Top of MATERIAL FOR THE TASK

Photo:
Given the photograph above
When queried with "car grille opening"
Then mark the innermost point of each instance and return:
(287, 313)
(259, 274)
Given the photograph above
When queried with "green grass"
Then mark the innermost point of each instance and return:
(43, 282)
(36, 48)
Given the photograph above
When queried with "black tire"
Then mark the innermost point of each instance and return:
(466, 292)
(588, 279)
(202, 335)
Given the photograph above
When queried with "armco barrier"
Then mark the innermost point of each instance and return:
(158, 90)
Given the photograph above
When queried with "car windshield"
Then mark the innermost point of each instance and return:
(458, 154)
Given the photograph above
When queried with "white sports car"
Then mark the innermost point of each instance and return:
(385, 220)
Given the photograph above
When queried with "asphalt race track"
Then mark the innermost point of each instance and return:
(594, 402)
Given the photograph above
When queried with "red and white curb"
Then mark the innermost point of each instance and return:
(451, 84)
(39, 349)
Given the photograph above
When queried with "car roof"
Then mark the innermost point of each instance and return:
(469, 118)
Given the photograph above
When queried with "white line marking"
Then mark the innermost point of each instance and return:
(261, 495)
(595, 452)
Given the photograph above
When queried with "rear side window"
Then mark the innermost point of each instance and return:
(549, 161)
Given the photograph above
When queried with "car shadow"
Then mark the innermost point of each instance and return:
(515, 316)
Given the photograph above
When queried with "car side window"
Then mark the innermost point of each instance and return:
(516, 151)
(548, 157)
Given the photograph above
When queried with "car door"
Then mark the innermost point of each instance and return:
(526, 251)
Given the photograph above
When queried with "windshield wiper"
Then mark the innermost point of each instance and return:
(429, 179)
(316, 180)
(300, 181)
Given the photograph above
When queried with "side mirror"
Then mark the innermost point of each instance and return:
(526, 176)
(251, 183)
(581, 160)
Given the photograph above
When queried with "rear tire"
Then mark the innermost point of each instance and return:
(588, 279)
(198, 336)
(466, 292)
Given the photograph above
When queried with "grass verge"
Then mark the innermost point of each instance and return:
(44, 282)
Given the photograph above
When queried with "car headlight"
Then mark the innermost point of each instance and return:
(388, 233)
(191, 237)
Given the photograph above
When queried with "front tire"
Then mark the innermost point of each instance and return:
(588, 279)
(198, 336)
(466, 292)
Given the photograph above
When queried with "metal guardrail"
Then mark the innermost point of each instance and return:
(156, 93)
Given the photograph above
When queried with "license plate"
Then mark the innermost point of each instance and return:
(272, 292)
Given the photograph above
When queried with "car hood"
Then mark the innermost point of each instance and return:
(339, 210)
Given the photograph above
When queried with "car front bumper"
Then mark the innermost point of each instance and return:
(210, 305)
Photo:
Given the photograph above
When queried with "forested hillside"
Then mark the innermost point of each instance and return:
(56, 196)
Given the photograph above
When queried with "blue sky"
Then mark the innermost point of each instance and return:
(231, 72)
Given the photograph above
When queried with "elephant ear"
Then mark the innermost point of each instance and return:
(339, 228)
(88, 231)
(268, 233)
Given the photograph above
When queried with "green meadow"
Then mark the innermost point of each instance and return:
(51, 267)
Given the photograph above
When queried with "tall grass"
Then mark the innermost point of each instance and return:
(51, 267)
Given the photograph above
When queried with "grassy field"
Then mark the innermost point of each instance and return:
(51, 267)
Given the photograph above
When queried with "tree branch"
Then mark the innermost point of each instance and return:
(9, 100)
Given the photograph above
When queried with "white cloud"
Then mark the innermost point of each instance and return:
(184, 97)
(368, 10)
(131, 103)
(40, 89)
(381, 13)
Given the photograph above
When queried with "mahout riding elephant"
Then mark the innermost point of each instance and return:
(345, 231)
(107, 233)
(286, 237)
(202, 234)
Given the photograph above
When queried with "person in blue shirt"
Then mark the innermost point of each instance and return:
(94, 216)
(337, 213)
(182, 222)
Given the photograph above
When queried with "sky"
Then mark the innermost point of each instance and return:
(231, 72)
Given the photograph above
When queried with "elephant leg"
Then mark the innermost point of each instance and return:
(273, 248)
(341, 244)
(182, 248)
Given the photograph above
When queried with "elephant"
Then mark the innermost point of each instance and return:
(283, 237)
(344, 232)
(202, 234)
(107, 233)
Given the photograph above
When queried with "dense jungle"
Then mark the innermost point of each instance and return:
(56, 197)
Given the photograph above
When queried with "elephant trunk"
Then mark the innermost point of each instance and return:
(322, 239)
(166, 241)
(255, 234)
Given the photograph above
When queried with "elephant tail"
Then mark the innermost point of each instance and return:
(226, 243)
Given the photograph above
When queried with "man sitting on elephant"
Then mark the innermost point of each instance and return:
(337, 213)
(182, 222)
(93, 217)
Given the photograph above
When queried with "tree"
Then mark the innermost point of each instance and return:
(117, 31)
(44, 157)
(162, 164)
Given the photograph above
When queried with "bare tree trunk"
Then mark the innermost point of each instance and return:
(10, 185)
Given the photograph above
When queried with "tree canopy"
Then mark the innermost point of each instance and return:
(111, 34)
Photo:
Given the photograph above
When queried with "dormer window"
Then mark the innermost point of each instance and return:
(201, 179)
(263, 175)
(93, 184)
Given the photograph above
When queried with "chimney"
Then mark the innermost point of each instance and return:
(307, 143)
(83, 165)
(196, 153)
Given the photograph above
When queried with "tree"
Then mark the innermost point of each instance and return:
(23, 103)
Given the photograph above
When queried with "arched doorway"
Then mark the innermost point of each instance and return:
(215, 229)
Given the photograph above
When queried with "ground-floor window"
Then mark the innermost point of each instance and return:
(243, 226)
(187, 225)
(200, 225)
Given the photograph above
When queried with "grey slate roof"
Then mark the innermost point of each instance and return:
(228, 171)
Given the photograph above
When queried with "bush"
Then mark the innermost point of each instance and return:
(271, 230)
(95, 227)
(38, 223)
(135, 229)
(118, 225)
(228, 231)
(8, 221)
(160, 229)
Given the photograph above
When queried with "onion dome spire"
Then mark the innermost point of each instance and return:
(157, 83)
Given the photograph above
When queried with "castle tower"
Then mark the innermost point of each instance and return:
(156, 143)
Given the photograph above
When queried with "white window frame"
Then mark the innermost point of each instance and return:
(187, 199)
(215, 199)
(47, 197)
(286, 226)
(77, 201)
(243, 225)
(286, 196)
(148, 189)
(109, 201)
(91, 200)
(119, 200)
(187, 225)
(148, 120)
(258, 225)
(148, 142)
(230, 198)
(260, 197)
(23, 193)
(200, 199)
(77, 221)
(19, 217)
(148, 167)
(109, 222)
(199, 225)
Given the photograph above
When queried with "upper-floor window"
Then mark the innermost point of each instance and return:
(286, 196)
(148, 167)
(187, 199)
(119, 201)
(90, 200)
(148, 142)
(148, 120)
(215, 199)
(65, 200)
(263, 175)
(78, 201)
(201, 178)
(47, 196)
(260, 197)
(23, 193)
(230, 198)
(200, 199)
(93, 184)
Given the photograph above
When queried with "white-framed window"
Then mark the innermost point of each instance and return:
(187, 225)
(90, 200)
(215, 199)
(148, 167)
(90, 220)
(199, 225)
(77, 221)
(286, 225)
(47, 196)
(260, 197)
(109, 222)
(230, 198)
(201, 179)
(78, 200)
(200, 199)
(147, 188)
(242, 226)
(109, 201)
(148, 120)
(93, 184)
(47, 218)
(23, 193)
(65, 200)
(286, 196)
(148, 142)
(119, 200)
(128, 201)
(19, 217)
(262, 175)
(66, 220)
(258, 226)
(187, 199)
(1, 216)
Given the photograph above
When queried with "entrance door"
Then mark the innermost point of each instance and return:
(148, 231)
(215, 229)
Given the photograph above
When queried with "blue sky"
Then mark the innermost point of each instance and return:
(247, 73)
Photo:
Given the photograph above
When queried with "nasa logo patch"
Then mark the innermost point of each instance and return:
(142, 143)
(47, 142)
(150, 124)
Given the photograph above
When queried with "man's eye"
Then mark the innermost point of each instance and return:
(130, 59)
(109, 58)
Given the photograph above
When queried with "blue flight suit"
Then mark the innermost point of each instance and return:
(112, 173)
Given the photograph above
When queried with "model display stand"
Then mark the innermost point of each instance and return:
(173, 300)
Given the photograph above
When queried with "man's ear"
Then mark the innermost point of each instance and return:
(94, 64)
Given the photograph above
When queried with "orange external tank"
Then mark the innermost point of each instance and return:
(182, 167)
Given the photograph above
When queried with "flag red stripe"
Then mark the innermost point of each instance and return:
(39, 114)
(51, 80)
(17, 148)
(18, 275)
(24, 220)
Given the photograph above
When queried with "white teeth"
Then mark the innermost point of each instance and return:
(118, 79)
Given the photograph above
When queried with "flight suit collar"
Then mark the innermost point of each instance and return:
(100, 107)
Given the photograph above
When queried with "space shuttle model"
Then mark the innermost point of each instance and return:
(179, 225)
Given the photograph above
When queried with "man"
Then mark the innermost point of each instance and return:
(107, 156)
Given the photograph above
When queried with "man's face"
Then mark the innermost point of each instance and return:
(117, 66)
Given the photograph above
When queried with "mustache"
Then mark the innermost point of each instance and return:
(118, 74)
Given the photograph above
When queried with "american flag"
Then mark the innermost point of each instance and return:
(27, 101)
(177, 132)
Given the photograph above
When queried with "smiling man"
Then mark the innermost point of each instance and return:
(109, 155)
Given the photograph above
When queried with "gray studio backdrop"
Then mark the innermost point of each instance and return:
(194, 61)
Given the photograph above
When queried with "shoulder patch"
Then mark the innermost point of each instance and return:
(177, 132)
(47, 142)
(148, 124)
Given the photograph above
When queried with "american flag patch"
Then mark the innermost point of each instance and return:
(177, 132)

Bottom of MATERIAL FOR THE TASK

■ **DESCRIPTION OF THE TASK**
What is the number of lines above that contain "trunk"? Reply with that number only.

■ **WRITTEN RESPONSE**
2